++++ SUPPLIED DATA
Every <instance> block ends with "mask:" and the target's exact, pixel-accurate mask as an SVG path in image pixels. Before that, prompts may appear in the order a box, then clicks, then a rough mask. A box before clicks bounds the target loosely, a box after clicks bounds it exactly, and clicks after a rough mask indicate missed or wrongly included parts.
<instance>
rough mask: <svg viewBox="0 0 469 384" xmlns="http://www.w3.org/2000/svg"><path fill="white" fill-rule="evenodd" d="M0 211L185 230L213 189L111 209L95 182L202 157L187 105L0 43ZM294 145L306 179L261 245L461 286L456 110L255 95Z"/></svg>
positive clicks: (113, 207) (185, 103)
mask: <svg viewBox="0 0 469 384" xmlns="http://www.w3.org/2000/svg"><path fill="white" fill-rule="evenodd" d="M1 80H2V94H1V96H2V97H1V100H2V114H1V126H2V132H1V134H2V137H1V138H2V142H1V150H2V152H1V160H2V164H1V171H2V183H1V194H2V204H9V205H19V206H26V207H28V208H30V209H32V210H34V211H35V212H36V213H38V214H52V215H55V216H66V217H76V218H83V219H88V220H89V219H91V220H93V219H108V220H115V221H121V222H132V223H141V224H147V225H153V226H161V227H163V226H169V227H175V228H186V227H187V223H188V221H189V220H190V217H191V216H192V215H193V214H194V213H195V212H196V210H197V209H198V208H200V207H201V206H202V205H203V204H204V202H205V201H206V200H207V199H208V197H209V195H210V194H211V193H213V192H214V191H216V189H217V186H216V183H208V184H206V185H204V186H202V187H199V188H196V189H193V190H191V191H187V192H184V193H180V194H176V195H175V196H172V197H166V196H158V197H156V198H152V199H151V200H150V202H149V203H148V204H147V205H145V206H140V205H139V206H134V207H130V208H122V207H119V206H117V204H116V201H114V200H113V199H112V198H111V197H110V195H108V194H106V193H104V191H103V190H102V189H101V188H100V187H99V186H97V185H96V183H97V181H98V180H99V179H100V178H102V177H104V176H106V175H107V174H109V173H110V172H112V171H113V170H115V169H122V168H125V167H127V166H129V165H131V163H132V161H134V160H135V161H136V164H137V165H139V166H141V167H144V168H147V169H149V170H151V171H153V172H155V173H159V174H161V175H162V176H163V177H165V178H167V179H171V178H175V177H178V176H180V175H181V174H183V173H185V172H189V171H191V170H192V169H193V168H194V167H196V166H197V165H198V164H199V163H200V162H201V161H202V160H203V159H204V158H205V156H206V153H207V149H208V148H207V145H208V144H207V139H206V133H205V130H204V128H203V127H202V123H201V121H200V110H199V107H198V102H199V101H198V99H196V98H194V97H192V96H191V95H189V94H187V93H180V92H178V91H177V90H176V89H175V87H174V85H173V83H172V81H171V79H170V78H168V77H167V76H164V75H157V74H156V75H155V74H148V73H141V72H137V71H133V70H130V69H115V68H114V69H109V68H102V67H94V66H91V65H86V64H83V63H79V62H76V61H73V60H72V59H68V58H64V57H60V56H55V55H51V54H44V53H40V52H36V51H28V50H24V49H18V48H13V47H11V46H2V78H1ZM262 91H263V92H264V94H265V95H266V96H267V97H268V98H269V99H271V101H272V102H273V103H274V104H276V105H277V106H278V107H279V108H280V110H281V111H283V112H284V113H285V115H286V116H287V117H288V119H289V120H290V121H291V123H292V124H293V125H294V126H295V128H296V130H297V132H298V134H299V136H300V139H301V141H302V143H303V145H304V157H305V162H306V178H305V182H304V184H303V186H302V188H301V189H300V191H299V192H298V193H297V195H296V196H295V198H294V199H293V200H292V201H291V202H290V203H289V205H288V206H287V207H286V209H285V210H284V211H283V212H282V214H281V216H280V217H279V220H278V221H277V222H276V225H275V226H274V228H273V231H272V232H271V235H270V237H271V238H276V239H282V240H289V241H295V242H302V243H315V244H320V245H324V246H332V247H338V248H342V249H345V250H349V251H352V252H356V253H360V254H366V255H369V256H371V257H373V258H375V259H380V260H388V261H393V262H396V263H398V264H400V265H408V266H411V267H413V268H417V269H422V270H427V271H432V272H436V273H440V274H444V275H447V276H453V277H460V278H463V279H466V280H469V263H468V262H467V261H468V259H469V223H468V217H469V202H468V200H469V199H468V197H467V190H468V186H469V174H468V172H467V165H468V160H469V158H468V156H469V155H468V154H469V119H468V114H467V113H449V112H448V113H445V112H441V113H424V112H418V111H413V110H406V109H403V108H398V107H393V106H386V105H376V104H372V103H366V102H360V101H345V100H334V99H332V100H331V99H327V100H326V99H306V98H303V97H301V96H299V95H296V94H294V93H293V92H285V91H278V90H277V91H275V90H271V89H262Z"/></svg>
++++++++
**TASK DETAILS**
So that nothing is lost, restate all the material word for word.

**YOUR RESPONSE**
Every <instance> block ends with "mask:" and the target's exact, pixel-accurate mask as an SVG path in image pixels. Before that, prompts may appear in the order a box, then clicks, then a rough mask. A box before clicks bounds the target loosely, a box after clicks bounds it exactly, and clicks after a rough mask indicate missed or wrongly included parts.
<instance>
rough mask: <svg viewBox="0 0 469 384" xmlns="http://www.w3.org/2000/svg"><path fill="white" fill-rule="evenodd" d="M0 211L185 230L213 189L111 209L95 182L202 157L187 105L0 43ZM294 145L306 179L261 245L461 286L456 110L255 95Z"/></svg>
positive clicks: (113, 207) (185, 103)
mask: <svg viewBox="0 0 469 384" xmlns="http://www.w3.org/2000/svg"><path fill="white" fill-rule="evenodd" d="M1 80H2V94H1V96H2V97H1V100H2V114H1V126H2V132H1V134H2V137H1V138H2V142H1V150H2V152H1V160H2V164H1V171H2V183H1V194H2V204H9V205H19V206H26V207H28V208H30V209H32V210H34V211H35V212H36V213H38V214H52V215H55V216H66V217H76V218H83V219H88V220H89V219H91V220H93V219H108V220H115V221H121V222H132V223H141V224H147V225H153V226H161V227H163V226H169V227H175V228H186V227H187V223H188V221H189V220H190V217H191V216H192V215H193V214H194V213H195V212H196V210H197V209H198V208H200V207H201V206H202V205H203V204H204V202H205V201H206V200H207V199H208V197H209V195H210V194H211V193H213V192H214V191H216V189H217V186H216V183H208V184H206V185H204V186H202V187H199V188H196V189H193V190H191V191H187V192H184V193H180V194H176V195H175V196H172V197H166V196H158V197H156V198H152V199H151V200H150V202H149V203H148V204H147V205H145V206H140V205H139V206H134V207H130V208H122V207H119V206H117V204H116V201H114V200H113V199H112V198H111V197H110V195H108V194H106V193H104V191H103V190H102V189H101V188H100V187H99V186H97V185H96V183H97V181H98V180H99V179H100V178H102V177H104V176H106V175H107V174H109V173H110V172H112V171H113V170H115V169H122V168H125V167H127V166H129V165H131V163H132V161H134V160H135V161H136V164H137V165H139V166H141V167H144V168H147V169H149V170H151V171H153V172H155V173H159V174H161V175H162V176H163V177H165V178H167V179H171V178H175V177H178V176H180V175H181V174H183V173H185V172H189V171H191V170H192V169H193V168H194V167H196V166H197V165H198V164H199V163H200V162H201V161H202V160H203V159H204V158H205V156H206V153H207V149H208V148H207V145H208V144H207V139H206V133H205V130H204V128H203V127H202V123H201V121H200V110H199V107H198V102H199V101H198V99H196V98H194V97H192V96H191V95H189V94H187V93H180V92H178V91H177V90H176V89H175V87H174V85H173V83H172V81H171V79H170V78H168V77H167V76H164V75H157V74H156V75H155V74H148V73H141V72H137V71H133V70H130V69H115V68H114V69H109V68H102V67H94V66H91V65H86V64H83V63H79V62H76V61H73V60H72V59H68V58H64V57H60V56H55V55H51V54H44V53H40V52H36V51H28V50H24V49H18V48H13V47H11V46H2V78H1ZM262 91H263V92H264V94H265V95H266V96H267V97H268V98H269V99H271V101H272V102H273V103H274V104H276V105H277V106H278V107H279V108H280V110H281V111H283V112H284V113H285V115H286V116H287V117H288V119H289V120H290V121H291V123H292V124H293V125H294V126H295V128H296V130H297V132H298V134H299V136H300V139H301V141H302V143H303V145H304V157H305V162H306V178H305V182H304V184H303V186H302V188H301V189H300V191H299V192H298V193H297V195H296V196H295V198H294V199H293V200H292V201H291V202H290V203H289V205H288V206H287V207H286V209H285V210H284V211H283V212H282V214H281V216H280V217H279V220H278V221H277V222H276V225H275V226H274V228H273V231H272V232H271V235H270V237H271V238H276V239H282V240H289V241H295V242H302V243H315V244H320V245H324V246H332V247H338V248H342V249H345V250H349V251H352V252H356V253H360V254H366V255H369V256H371V257H373V258H375V259H380V260H388V261H393V262H396V263H398V264H400V265H408V266H411V267H413V268H417V269H422V270H427V271H432V272H436V273H440V274H444V275H447V276H453V277H460V278H463V279H466V280H469V263H468V262H467V261H468V259H469V223H468V217H469V202H468V200H469V199H468V197H467V190H468V186H469V174H468V172H467V165H468V160H469V158H468V156H469V155H468V154H469V119H468V114H467V113H449V112H448V113H445V112H441V113H424V112H418V111H413V110H406V109H403V108H398V107H393V106H386V105H376V104H372V103H366V102H360V101H345V100H334V99H332V100H331V99H327V100H326V99H306V98H303V97H301V96H299V95H296V94H294V93H293V92H285V91H278V90H277V91H275V90H271V89H262Z"/></svg>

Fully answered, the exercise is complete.